REQUIREMENTS — Change each "Mark the region of" in the listing below to "Outline the area covered by", and reproduce all other lines unchanged.

WORKING DATA —
━━━━

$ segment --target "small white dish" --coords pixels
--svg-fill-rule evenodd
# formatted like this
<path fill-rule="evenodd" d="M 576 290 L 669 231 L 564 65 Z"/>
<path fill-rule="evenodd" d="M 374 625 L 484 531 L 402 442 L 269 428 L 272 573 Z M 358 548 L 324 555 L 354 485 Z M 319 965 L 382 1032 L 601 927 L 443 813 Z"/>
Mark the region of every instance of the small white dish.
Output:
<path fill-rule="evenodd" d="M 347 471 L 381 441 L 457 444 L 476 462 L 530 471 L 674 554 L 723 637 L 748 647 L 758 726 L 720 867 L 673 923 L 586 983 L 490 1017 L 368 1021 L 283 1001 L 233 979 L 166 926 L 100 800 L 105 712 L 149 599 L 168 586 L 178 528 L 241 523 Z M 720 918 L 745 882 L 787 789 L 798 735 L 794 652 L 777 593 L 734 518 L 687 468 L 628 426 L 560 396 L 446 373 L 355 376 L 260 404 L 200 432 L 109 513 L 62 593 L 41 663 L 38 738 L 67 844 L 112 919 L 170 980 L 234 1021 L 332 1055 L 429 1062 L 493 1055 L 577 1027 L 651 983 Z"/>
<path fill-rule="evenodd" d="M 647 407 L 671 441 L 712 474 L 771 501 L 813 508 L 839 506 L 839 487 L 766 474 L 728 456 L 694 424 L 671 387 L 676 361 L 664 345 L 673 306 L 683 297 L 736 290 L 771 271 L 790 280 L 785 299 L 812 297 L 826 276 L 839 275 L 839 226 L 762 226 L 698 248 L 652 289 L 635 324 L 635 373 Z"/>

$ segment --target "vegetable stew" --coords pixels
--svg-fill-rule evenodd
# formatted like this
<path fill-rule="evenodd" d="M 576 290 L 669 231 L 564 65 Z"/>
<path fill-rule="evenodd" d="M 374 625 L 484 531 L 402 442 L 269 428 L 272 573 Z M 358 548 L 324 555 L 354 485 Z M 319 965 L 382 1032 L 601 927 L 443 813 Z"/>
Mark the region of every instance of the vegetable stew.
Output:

━━━━

WRITTEN RESPONSE —
$ segment --target "small white dish" --coords pixels
--svg-fill-rule evenodd
# formatted like this
<path fill-rule="evenodd" d="M 576 290 L 669 231 L 564 65 Z"/>
<path fill-rule="evenodd" d="M 374 625 L 484 531 L 402 442 L 269 428 L 272 573 Z M 358 548 L 324 555 L 354 485 Z M 319 965 L 382 1032 L 601 927 L 443 813 Z"/>
Outline the area covered by every instance of the small white dish.
Output:
<path fill-rule="evenodd" d="M 347 471 L 381 441 L 457 444 L 476 462 L 530 471 L 674 554 L 723 637 L 748 647 L 758 726 L 720 867 L 673 923 L 586 983 L 490 1017 L 368 1021 L 283 1001 L 233 979 L 166 926 L 100 800 L 105 712 L 149 599 L 168 586 L 178 528 L 241 523 Z M 720 918 L 745 882 L 787 789 L 798 735 L 794 652 L 777 593 L 734 518 L 687 468 L 628 426 L 560 396 L 446 373 L 355 376 L 260 404 L 200 432 L 109 513 L 62 593 L 41 663 L 38 738 L 67 844 L 112 919 L 170 980 L 234 1021 L 332 1055 L 429 1062 L 493 1055 L 577 1027 L 651 983 Z"/>
<path fill-rule="evenodd" d="M 647 407 L 671 441 L 712 474 L 771 501 L 813 508 L 839 506 L 839 487 L 766 474 L 728 456 L 694 424 L 671 387 L 676 361 L 664 345 L 673 306 L 683 297 L 736 290 L 771 271 L 790 280 L 785 299 L 812 297 L 826 276 L 839 275 L 839 226 L 762 226 L 698 248 L 652 289 L 635 324 L 635 373 Z"/>

$ segment --target "vegetable stew" --coords pixels
--svg-fill-rule evenodd
# formatted like this
<path fill-rule="evenodd" d="M 576 290 L 669 231 L 564 65 Z"/>
<path fill-rule="evenodd" d="M 374 625 L 484 531 L 402 442 L 269 428 L 272 573 Z M 358 548 L 324 555 L 354 485 Z M 319 965 L 382 1032 L 601 927 L 443 813 Z"/>
Outline the area covered by every instance of the vegetable stew.
Output:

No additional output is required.